STATED GOAL => Reproduce the records below with "dot" swapped for "mark" throughout, leaving everything else unchanged.

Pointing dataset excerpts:
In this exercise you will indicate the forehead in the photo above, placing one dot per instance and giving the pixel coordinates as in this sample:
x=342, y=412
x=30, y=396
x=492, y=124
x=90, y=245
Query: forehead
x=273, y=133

EXPECTED OUTPUT =>
In this exercise you will indicate the forehead in the photo above, placing one mark per instance and giving the pixel coordinates as in this sample:
x=342, y=412
x=30, y=396
x=492, y=124
x=90, y=245
Query: forehead
x=273, y=133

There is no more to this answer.